[Records excerpted from a collection]
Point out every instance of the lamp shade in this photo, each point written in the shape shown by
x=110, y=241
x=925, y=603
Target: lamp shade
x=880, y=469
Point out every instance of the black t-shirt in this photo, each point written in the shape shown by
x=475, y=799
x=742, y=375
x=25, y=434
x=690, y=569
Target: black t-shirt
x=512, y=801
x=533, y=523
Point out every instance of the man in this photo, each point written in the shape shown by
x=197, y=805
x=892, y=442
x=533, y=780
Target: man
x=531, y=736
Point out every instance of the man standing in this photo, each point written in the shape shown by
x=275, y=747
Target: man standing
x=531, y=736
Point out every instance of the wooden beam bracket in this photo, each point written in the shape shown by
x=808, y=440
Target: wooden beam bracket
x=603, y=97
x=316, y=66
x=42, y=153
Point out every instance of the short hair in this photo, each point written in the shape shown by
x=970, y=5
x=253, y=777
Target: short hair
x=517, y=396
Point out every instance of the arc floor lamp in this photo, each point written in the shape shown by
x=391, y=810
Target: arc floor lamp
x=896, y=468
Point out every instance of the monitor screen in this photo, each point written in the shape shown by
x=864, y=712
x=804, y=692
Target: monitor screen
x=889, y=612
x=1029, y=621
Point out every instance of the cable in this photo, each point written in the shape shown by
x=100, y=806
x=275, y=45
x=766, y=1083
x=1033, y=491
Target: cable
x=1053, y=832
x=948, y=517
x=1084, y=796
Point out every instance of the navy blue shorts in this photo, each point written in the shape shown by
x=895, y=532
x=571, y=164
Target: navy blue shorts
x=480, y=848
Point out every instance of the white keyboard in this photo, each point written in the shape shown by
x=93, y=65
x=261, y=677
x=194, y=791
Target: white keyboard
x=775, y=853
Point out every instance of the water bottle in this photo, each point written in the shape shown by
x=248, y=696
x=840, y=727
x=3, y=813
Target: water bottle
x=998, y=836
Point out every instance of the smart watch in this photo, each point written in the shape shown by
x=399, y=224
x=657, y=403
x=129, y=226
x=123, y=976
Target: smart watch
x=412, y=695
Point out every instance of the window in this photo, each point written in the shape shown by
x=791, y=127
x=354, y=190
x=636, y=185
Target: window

[PROBLEM TO SOLVE]: Repeat each entry exactly.

[SOLUTION FOR THIS PROBLEM]:
Point out every instance of the lamp shade in this photo, each point written in the shape shown by
x=110, y=241
x=925, y=603
Target: lamp shade
x=880, y=469
Point out every instance of the black t-shirt in this photo, each point written in the shape shown by
x=475, y=799
x=742, y=375
x=25, y=434
x=690, y=569
Target: black t-shirt
x=512, y=801
x=533, y=523
Point out every instance of the man in this photo, each point written in the shape shown by
x=197, y=805
x=892, y=442
x=533, y=780
Target: man
x=531, y=736
Point out every instance of the man standing in this photo, each point written in the shape shown by
x=275, y=747
Target: man standing
x=531, y=736
Point out every instance of the wooden beam bracket in this photo, each point written in the shape shown by
x=808, y=440
Target: wooden beam bracket
x=603, y=97
x=316, y=66
x=42, y=153
Point out every instance of the short hair in this photo, each point written in the shape shown by
x=970, y=5
x=253, y=777
Target: short hair
x=517, y=396
Point out every instance of the arc floor lamp in this photo, each point written in the shape shown by
x=391, y=810
Target: arc floor lamp
x=896, y=468
Point out every instance of the monitor screen in this photo, each point written in the shape shown by
x=864, y=712
x=804, y=692
Target: monitor screen
x=889, y=612
x=1029, y=621
Point out every instance of the cable in this photo, each point written in the shape shown by
x=100, y=806
x=275, y=45
x=766, y=1083
x=1033, y=491
Target: cable
x=1053, y=832
x=948, y=517
x=1084, y=796
Point out every instance of the navy blue shorts in this photo, each point written in the shape shown by
x=895, y=532
x=571, y=164
Target: navy blue shorts
x=480, y=848
Point out every instance of the white keyboard in this photo, each point written in the shape shown by
x=93, y=65
x=261, y=677
x=194, y=791
Target: white keyboard
x=775, y=853
Point out every instance of the water bottle in this photo, each point written in the shape shown by
x=248, y=696
x=840, y=727
x=3, y=813
Target: water bottle
x=998, y=836
Point out every instance of the smart watch in this photo, each point written in the shape shown by
x=399, y=224
x=657, y=403
x=129, y=226
x=123, y=976
Target: smart watch
x=412, y=695
Point out every instance of the window in this photo, each point written in the shape shown by
x=791, y=127
x=354, y=190
x=636, y=185
Target: window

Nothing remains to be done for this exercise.